» Exercise aim
Arrange every line of the records below as a Markdown table with the columns Row and Line, numbering the rows and skipping any blank lines. Leave the pictures out of the answer.

▼

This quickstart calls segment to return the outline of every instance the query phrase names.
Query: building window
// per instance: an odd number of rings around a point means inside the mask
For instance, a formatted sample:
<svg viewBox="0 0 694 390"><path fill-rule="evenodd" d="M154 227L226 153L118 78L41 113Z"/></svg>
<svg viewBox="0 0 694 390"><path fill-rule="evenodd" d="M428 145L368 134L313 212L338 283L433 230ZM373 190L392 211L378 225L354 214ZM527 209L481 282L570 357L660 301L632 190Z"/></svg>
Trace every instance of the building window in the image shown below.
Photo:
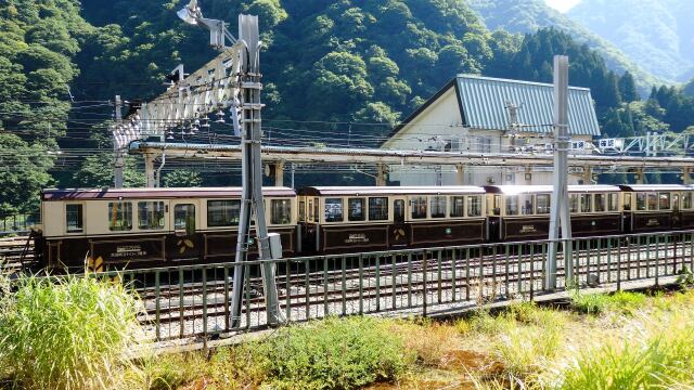
<svg viewBox="0 0 694 390"><path fill-rule="evenodd" d="M568 206L570 212L578 212L578 194L568 195Z"/></svg>
<svg viewBox="0 0 694 390"><path fill-rule="evenodd" d="M537 213L547 214L550 213L550 195L549 194L540 194L536 196L537 203Z"/></svg>
<svg viewBox="0 0 694 390"><path fill-rule="evenodd" d="M682 194L682 208L687 210L692 208L692 193Z"/></svg>
<svg viewBox="0 0 694 390"><path fill-rule="evenodd" d="M506 196L506 216L518 214L518 195Z"/></svg>
<svg viewBox="0 0 694 390"><path fill-rule="evenodd" d="M465 197L451 196L451 217L465 217Z"/></svg>
<svg viewBox="0 0 694 390"><path fill-rule="evenodd" d="M292 223L292 200L271 199L270 200L270 223L290 224Z"/></svg>
<svg viewBox="0 0 694 390"><path fill-rule="evenodd" d="M532 195L520 195L520 213L531 216L535 212Z"/></svg>
<svg viewBox="0 0 694 390"><path fill-rule="evenodd" d="M65 225L67 233L81 233L83 229L82 205L65 205Z"/></svg>
<svg viewBox="0 0 694 390"><path fill-rule="evenodd" d="M132 230L132 203L108 203L108 230L112 232Z"/></svg>
<svg viewBox="0 0 694 390"><path fill-rule="evenodd" d="M617 211L619 209L619 194L612 193L607 194L607 211Z"/></svg>
<svg viewBox="0 0 694 390"><path fill-rule="evenodd" d="M658 194L658 208L660 210L669 210L670 209L670 193L659 193Z"/></svg>
<svg viewBox="0 0 694 390"><path fill-rule="evenodd" d="M187 235L195 233L195 205L176 205L174 207L174 229L185 230Z"/></svg>
<svg viewBox="0 0 694 390"><path fill-rule="evenodd" d="M164 229L164 202L138 202L138 229Z"/></svg>
<svg viewBox="0 0 694 390"><path fill-rule="evenodd" d="M364 218L364 198L349 198L348 203L348 220L350 221L363 221Z"/></svg>
<svg viewBox="0 0 694 390"><path fill-rule="evenodd" d="M429 203L432 218L446 218L446 196L432 196Z"/></svg>
<svg viewBox="0 0 694 390"><path fill-rule="evenodd" d="M644 211L646 209L646 193L637 193L637 210Z"/></svg>
<svg viewBox="0 0 694 390"><path fill-rule="evenodd" d="M590 212L590 194L581 194L581 212Z"/></svg>
<svg viewBox="0 0 694 390"><path fill-rule="evenodd" d="M387 197L369 198L369 220L370 221L388 220L388 198Z"/></svg>
<svg viewBox="0 0 694 390"><path fill-rule="evenodd" d="M426 196L412 197L412 219L426 218Z"/></svg>
<svg viewBox="0 0 694 390"><path fill-rule="evenodd" d="M593 195L593 211L595 212L605 211L605 194Z"/></svg>
<svg viewBox="0 0 694 390"><path fill-rule="evenodd" d="M343 221L343 199L325 198L325 222Z"/></svg>
<svg viewBox="0 0 694 390"><path fill-rule="evenodd" d="M240 218L241 200L207 200L207 226L237 225Z"/></svg>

▲

» Exercise solution
| Row | Line |
|---|---|
| 1 | This quickstart calls segment to return the outline of every instance the query phrase names. |
| 2 | Query: building window |
| 3 | // per instance: an odd number of rings around a point means inside the mask |
| 4 | For instance, a formatted sample: |
| 5 | <svg viewBox="0 0 694 390"><path fill-rule="evenodd" d="M154 227L226 153L118 78L41 113Z"/></svg> |
| 6 | <svg viewBox="0 0 694 390"><path fill-rule="evenodd" d="M428 145L368 134L313 212L338 283L433 230ZM373 190L392 211L378 225L354 214ZM527 209L481 282L570 357L660 301L632 190Z"/></svg> |
| 7 | Trace every instance of the building window in the image shown below. |
| 8 | Photo: |
| 9 | <svg viewBox="0 0 694 390"><path fill-rule="evenodd" d="M568 206L570 212L578 212L578 194L568 195Z"/></svg> |
| 10 | <svg viewBox="0 0 694 390"><path fill-rule="evenodd" d="M537 213L547 214L550 213L550 195L549 194L540 194L536 196L537 203Z"/></svg> |
| 11 | <svg viewBox="0 0 694 390"><path fill-rule="evenodd" d="M682 194L682 208L687 210L692 208L692 193Z"/></svg> |
| 12 | <svg viewBox="0 0 694 390"><path fill-rule="evenodd" d="M506 196L506 216L518 214L518 195Z"/></svg> |
| 13 | <svg viewBox="0 0 694 390"><path fill-rule="evenodd" d="M465 197L451 196L451 217L465 217Z"/></svg> |
| 14 | <svg viewBox="0 0 694 390"><path fill-rule="evenodd" d="M292 223L292 200L271 199L270 200L270 223L290 224Z"/></svg> |
| 15 | <svg viewBox="0 0 694 390"><path fill-rule="evenodd" d="M532 195L520 195L520 213L531 216L535 212Z"/></svg> |
| 16 | <svg viewBox="0 0 694 390"><path fill-rule="evenodd" d="M65 225L67 233L81 233L83 229L82 205L65 205Z"/></svg> |
| 17 | <svg viewBox="0 0 694 390"><path fill-rule="evenodd" d="M132 230L132 203L108 203L108 230L112 232Z"/></svg> |
| 18 | <svg viewBox="0 0 694 390"><path fill-rule="evenodd" d="M617 211L619 209L619 194L612 193L607 194L607 211Z"/></svg> |
| 19 | <svg viewBox="0 0 694 390"><path fill-rule="evenodd" d="M658 194L658 208L660 210L669 210L670 209L670 193L659 193Z"/></svg> |
| 20 | <svg viewBox="0 0 694 390"><path fill-rule="evenodd" d="M187 235L195 233L195 205L176 205L174 207L174 229L185 230Z"/></svg> |
| 21 | <svg viewBox="0 0 694 390"><path fill-rule="evenodd" d="M164 229L164 202L138 202L138 229Z"/></svg> |
| 22 | <svg viewBox="0 0 694 390"><path fill-rule="evenodd" d="M364 218L364 198L349 198L348 203L348 220L350 221L363 221Z"/></svg> |
| 23 | <svg viewBox="0 0 694 390"><path fill-rule="evenodd" d="M429 203L432 218L446 218L446 196L432 196Z"/></svg> |
| 24 | <svg viewBox="0 0 694 390"><path fill-rule="evenodd" d="M644 211L646 209L646 193L637 193L637 210Z"/></svg> |
| 25 | <svg viewBox="0 0 694 390"><path fill-rule="evenodd" d="M590 212L590 194L581 194L581 212Z"/></svg> |
| 26 | <svg viewBox="0 0 694 390"><path fill-rule="evenodd" d="M387 197L369 198L369 220L370 221L388 220L388 198Z"/></svg> |
| 27 | <svg viewBox="0 0 694 390"><path fill-rule="evenodd" d="M426 196L412 197L412 219L426 218Z"/></svg> |
| 28 | <svg viewBox="0 0 694 390"><path fill-rule="evenodd" d="M593 195L593 211L595 212L605 211L605 194Z"/></svg> |
| 29 | <svg viewBox="0 0 694 390"><path fill-rule="evenodd" d="M343 221L343 199L325 198L325 222Z"/></svg> |
| 30 | <svg viewBox="0 0 694 390"><path fill-rule="evenodd" d="M240 218L241 200L207 200L207 226L237 225Z"/></svg> |